-- Begin Extracted records --
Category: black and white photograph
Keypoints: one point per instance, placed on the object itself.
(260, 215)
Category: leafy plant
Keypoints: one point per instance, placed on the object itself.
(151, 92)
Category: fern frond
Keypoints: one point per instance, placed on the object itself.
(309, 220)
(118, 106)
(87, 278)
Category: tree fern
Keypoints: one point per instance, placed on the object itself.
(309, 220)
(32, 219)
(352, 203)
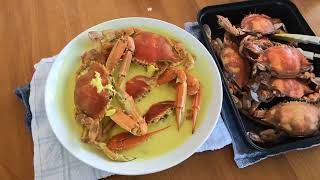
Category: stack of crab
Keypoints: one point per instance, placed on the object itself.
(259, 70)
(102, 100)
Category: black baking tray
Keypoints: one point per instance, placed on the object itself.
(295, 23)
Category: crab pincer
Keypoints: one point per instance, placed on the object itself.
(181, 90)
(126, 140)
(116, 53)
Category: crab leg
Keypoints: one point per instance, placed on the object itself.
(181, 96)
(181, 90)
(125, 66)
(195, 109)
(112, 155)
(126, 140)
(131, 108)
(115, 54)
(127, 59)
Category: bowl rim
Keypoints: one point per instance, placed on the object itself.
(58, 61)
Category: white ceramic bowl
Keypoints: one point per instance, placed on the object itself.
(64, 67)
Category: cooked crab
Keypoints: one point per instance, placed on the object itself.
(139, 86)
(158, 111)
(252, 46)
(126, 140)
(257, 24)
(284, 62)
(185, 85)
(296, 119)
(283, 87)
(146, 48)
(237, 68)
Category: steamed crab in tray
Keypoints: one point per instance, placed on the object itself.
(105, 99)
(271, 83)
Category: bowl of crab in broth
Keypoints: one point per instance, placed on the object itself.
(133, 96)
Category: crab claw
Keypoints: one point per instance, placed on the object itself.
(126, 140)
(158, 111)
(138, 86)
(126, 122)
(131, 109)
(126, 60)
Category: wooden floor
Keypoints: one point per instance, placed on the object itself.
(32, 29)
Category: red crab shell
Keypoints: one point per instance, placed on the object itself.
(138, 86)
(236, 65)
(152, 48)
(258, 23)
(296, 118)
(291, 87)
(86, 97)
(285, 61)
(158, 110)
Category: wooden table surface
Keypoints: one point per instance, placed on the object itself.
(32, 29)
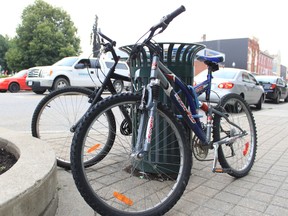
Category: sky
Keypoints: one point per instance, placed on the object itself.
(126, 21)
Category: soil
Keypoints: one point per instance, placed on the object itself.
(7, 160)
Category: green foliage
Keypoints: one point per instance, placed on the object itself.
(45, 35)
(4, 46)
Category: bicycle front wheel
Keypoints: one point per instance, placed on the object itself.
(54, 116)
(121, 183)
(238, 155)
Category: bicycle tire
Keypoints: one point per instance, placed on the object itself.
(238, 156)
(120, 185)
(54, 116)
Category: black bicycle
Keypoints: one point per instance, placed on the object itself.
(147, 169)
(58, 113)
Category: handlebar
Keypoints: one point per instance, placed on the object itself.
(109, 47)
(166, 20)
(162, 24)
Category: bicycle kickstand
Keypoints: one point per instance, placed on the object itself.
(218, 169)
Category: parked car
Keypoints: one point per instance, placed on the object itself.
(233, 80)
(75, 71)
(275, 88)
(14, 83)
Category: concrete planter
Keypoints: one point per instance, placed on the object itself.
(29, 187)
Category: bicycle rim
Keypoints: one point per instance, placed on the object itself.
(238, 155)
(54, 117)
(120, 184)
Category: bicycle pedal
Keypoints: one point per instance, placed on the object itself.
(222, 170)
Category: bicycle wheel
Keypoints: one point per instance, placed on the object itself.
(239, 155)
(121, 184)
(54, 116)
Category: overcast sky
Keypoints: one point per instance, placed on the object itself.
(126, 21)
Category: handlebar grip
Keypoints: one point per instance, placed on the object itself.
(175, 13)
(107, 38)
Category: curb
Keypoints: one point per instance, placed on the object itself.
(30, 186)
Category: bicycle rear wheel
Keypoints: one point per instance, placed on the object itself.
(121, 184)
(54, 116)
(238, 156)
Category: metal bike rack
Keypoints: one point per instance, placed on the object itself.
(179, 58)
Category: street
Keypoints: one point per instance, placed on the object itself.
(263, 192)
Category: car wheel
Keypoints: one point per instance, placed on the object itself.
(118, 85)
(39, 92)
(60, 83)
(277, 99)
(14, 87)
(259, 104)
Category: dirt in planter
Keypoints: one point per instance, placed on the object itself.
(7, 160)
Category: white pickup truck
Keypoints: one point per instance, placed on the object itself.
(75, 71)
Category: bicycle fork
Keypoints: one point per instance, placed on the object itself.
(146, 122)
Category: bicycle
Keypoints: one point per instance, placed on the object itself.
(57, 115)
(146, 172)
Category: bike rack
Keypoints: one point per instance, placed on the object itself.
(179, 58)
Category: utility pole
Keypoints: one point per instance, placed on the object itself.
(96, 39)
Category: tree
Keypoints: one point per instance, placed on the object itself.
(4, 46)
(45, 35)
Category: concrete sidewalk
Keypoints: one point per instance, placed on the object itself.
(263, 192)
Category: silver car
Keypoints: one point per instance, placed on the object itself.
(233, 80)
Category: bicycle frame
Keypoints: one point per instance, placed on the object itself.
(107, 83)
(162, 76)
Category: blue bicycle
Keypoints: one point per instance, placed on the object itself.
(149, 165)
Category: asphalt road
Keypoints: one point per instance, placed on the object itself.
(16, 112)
-- End Extracted records --
-- Begin Extracted records --
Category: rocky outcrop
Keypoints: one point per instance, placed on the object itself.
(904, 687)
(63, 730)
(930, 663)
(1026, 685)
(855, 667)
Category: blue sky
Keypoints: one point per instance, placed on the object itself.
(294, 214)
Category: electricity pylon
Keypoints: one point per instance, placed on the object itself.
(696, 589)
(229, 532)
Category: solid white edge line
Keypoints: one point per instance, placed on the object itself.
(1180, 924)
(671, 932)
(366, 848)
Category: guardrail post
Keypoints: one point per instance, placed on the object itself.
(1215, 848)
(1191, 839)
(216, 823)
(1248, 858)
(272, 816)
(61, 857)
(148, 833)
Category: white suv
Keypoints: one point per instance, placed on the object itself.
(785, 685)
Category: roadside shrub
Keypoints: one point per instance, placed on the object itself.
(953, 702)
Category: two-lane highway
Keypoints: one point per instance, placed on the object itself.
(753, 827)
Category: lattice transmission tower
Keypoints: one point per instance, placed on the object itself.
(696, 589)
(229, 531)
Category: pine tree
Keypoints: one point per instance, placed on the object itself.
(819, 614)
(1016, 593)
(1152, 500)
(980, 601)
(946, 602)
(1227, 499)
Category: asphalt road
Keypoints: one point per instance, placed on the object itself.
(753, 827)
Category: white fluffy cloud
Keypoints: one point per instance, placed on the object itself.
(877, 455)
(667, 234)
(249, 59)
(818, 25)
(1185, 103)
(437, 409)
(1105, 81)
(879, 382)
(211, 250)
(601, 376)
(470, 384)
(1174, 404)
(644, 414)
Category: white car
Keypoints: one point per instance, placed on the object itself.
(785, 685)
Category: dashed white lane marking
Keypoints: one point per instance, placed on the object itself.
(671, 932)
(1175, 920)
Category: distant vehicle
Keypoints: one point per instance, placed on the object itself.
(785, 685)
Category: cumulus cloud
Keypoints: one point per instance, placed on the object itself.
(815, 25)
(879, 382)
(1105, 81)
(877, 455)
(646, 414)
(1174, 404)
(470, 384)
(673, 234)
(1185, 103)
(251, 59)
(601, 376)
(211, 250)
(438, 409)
-- End Extracted records --
-- Begin Extracted records --
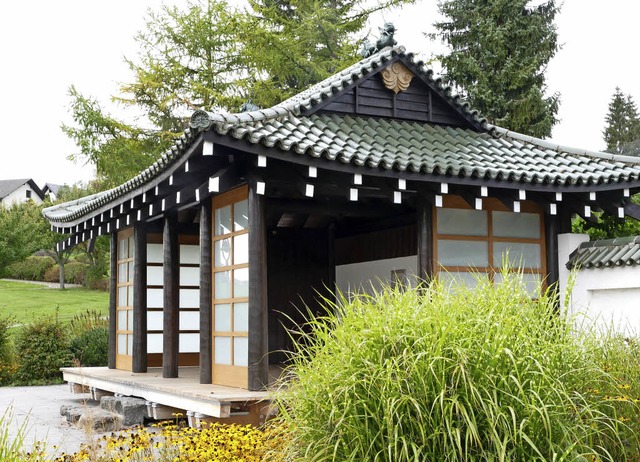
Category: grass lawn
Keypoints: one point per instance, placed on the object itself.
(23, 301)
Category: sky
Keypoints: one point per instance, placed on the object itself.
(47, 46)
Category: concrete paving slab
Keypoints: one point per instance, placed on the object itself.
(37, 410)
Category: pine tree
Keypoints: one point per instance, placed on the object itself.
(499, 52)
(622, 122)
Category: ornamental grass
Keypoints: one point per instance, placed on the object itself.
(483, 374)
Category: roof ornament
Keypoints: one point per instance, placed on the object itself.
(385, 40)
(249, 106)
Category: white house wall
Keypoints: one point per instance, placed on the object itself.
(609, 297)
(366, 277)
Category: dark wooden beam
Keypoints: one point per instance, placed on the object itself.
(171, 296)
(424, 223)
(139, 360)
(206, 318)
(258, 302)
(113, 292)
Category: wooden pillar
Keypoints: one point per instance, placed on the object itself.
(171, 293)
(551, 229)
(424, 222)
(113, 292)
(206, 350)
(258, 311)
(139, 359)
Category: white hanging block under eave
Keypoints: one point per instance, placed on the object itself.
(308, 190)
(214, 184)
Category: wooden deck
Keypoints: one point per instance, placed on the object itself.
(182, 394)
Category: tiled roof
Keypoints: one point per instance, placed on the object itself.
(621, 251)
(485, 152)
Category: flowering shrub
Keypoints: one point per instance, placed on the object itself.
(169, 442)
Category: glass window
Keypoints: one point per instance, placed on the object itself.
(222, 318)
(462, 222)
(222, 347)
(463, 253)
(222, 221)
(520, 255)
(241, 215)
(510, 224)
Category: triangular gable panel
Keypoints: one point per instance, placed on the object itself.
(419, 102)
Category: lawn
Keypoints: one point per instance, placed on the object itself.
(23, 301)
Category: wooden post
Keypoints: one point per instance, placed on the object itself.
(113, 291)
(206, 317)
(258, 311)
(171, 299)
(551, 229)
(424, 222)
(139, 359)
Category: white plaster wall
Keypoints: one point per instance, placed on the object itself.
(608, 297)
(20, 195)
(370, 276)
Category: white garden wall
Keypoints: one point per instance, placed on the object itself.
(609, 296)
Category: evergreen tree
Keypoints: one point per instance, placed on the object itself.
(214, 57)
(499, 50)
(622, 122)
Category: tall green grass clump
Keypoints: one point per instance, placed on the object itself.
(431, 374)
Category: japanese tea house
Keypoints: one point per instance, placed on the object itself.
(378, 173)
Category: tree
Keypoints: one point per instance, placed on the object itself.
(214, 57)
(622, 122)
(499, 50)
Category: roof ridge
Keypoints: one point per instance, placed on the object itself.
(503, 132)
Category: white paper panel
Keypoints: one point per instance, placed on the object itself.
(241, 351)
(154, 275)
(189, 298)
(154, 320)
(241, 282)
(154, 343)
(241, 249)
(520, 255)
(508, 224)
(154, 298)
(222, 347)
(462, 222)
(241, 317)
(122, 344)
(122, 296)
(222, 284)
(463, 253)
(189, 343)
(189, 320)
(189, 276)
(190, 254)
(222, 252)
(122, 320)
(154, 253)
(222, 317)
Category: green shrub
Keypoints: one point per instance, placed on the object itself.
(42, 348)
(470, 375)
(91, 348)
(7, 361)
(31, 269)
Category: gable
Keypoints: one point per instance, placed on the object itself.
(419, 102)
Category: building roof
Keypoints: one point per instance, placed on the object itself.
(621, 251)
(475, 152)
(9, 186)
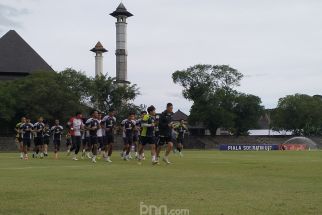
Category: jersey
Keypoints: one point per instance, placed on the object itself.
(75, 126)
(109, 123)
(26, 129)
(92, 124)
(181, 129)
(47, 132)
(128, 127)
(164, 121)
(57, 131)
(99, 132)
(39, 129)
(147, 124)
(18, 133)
-- End Extracted records --
- [Work to do]:
Select every line of the entries above that contains the string "wheel", treating case as significant.

- [Completed exercise]:
Category: bicycle front wheel
Category: bicycle wheel
Category: bicycle rear wheel
Category: car wheel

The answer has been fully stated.